*** Extract ***

What her job entails at Snapchat
Facilitating and fostering relationship efforts with fashion- and beauty-focused brands, creators, publishers, talent, and industry personalities. I call it the ABCs: “A” is augmented reality, where I work with brands like MAC, Tiffany & Co., Gucci, Dior, and most recently 3.1 Phillip Lim to create AR lenses; “B” is Bitmojis, which means doing collaborations and partnerships with brands; and “C” is creators—creators are really big in our ecosystem, and I help bridge the gap between them and brands.
My best career advice for a job in fashion
Brand yourself. Fashion has become more democratic, and that’s thanks to apps like Snapchat. You don’t have to be part of that 1 percent anymore to do what you need to do. You have a platform that you can use to build and grow. Know your value and what you can bring to a big company or small company, and don’t underestimate yourself ever.

***

» Tasks:
- a) In the Snapchat passage, what does the "B" in the ABCs stand for?
- b) Please resume the Snapchat passage after its final sentence.
The lines after this come from a separate source.

*** Data section ***

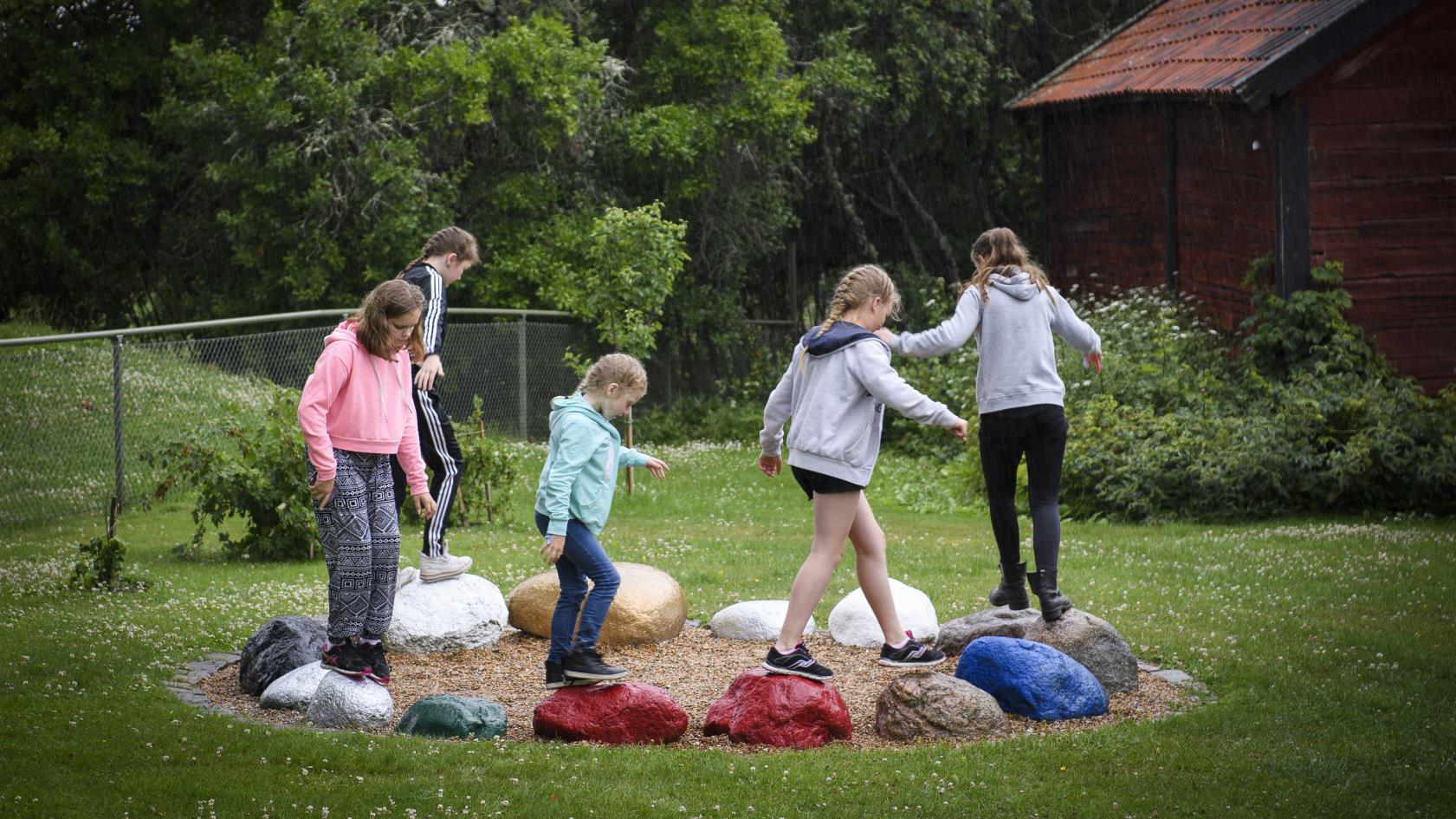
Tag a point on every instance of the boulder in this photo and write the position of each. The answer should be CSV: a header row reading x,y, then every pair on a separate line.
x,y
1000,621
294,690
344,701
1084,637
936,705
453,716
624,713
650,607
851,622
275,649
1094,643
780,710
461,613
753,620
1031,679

***

» Expected responses:
- a) Bitmojis.

- b)
On creating space for my community
I co-launched Building Black Bed-Stuy after seeing how COVID affected a predominantly Black neighborhood—a lot of the businesses went away or struggled to stay open. There was so much unrest at the time; so many people were speaking out, people were getting cancelled left and right. I figured, I could cancel 1,000 people or I could give back and help a tried-and-true Black community. So we came together to help and offer resources like PPP loans. Some of these people were integral to the community: a wellness business, which is really important in the Black community, because sometimes we don’t necessarily talk about taking care of ourselves and eating better; an ambulance company that shortened arrival times at the scene of an emergency; and a school that was teaching Black history before slavery, when we were kings and queens, which really changes the outlook of a child and shows how important they are to the fabric of the world.
What’s next for me
Showcasing what AR can do for brands and bringing it to live events so people can actually engage with it. I’m always doing my journalistic research and trying to find up-and-coming designers who are doing interesting things in the space. It’s all about enhancing the experience.
This interview has been edited and condensed.
Claire Stern is the Digital Director of ELLE.com. Previously, she was Deputy Editor of ELLE.com. Her interests include fashion, food, travel, music, Peloton, and The Hills—not necessarily in that order. She used to have a Harriet the Spy notebook and isn’t ashamed to admit it.